Exercises:
A) Reproduce, word for word, the stretch of the Anthropocite text from "Anthropocite is a" through "drive planetary transformations.".
B) Convert the stretch of records from the line containing "For the dataset, tag each instance of the white door" through the line containing "Query: white door" into a Markdown table with the columns Row and Line. Give each line its row number and leave out blank lines.

Reading passage:
══════════════════════════════
Anthropocite is a proposition, a rock type and the narrative of its formation, that speculates on what may result over the coming millennium as a consequence of the mutating relationship between humanity and the earth’s various forces that drive planetary transformations.
Building on conversations with Dr Andrew Tomkins, James Driscoll and Julie Boyce, geologists and researchers in the School of Earth, Atmosphere and Environment at Monash University, Professor Nick Birbilis, head of the Department of Materials Engineering at Monash University and Dermot Henry, manager of the Natural Science Collections at Museum Victoria, the research proposes a new rock type called ‘Anthropocite’ . The artwork is to be incorporated into the Monash Earth Sciences Garden on the Clayton campus. The work responds to recent critical discussions regarding the effect of human activity on the planet at a global scale. Dramatic changes in atmosphere, accelerated species extinction, extraction and concentration of raw materials, production of new substances and the reshaping of extensive areas of land through building and development have led to the call for a new epoch in geological time scale be recognised. This emerging geological epoch has been termed the ‘Anthropocene’. While the Anthropocene is not currently recognised as a formal geologic epoch it has had widespread discussion within the geological community and is prominent within popular literature. This research explores how the Anthropocene may be evident in rock formations of the future. Through the production of Anthropocite OSW endeavours to think beyond the material detritus that currently surrounds us and to place human activity within a geological time frame.
Following the development of a speculative narrative detailing the formation of Anthropocite, OSW conducted a series of material experiments to investigate the production of lava bombs. This involved both the production of sedimentary rock and volcanic magma. The resulting sedimentary rocks were produced through the layering of graded material, including recycled concrete, asphalt, glass, metal oxides, sands and soil. These layers were stabilized with refractory cement and fired to 1,200 degrees. The volcanic magma was produced through the melting of crushed scoria within a mold around a ceramic core. When combined, these two processes form a ‘volcanic bomb’, a mass of molten rock ejected from a volcano during an eruption. The molten rock encompases a fragment of ‘country rock,’ in the case of Anthropocite sedimentary rock is encapsulated in magma. The cut face of the constructed volcanic bombs reveal the sedimentary layers and magma shell.
══════════════════════════════
Entries from a pointing dataset
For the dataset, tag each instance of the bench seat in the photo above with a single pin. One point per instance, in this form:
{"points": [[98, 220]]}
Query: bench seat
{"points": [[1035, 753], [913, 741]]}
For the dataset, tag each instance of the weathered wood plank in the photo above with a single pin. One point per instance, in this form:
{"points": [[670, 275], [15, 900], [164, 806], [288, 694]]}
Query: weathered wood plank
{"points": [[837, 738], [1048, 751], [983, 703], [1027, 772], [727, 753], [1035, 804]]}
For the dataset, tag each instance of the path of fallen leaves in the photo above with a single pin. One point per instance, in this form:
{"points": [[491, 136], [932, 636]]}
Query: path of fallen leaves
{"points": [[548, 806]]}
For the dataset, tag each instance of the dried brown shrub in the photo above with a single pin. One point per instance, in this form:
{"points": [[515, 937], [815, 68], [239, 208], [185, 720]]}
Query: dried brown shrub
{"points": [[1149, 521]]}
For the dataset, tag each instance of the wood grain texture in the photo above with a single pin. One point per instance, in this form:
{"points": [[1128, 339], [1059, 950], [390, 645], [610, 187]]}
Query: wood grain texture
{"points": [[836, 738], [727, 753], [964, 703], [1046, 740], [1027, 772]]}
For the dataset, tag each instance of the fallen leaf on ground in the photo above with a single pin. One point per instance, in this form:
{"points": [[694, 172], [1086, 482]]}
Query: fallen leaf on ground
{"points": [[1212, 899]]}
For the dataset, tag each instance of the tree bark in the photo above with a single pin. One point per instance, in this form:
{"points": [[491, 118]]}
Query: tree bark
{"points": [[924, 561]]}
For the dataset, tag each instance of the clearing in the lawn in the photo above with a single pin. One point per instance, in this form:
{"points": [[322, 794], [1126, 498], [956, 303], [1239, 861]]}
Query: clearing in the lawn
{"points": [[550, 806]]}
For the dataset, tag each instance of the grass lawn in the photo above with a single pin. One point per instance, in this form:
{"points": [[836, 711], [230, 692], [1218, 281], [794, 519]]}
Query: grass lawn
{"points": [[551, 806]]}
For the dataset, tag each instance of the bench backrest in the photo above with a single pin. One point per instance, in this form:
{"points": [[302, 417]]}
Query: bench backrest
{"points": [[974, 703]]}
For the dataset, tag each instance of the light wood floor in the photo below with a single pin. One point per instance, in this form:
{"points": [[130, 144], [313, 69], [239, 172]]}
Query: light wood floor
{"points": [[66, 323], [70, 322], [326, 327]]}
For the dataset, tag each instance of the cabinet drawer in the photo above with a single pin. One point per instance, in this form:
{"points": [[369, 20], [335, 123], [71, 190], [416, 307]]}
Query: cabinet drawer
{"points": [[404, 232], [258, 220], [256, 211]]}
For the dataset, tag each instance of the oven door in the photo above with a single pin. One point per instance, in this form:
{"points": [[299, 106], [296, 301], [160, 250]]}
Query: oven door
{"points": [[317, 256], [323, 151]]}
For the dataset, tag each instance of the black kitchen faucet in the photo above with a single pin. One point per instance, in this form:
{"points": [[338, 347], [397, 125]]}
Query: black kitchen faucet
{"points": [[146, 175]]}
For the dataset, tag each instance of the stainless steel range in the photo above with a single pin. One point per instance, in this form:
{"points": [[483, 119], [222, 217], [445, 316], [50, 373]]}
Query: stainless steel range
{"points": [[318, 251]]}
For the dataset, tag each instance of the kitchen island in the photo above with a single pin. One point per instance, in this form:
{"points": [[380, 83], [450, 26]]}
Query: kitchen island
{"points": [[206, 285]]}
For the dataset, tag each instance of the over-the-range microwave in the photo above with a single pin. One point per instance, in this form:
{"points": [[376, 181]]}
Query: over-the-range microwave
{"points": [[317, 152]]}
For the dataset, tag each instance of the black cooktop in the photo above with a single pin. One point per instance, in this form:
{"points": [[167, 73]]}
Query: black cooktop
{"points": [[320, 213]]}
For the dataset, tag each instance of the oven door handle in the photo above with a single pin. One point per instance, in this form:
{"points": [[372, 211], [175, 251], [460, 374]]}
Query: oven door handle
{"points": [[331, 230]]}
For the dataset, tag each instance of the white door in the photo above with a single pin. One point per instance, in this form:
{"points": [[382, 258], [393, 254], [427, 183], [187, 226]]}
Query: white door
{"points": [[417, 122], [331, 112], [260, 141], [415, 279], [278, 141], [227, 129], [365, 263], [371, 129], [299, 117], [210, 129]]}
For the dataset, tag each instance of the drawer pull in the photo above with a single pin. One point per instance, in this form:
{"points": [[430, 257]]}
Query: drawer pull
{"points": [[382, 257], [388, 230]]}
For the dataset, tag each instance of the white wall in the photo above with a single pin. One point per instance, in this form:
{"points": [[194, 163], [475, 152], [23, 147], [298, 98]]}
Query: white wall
══════════════════════════════
Results of the tasks:
A)
Anthropocite is a proposition, a rock type and the narrative of its formation, that speculates on what may result over the coming millennium as a consequence of the mutating relationship between humanity and the earth’s various forces that drive planetary transformations.

B)
| Row | Line |
|---|---|
| 1 | For the dataset, tag each instance of the white door in the photo above with a single pin. One point per instance, in this form: |
| 2 | {"points": [[382, 258], [393, 254], [427, 183], [187, 226]]} |
| 3 | Query: white door |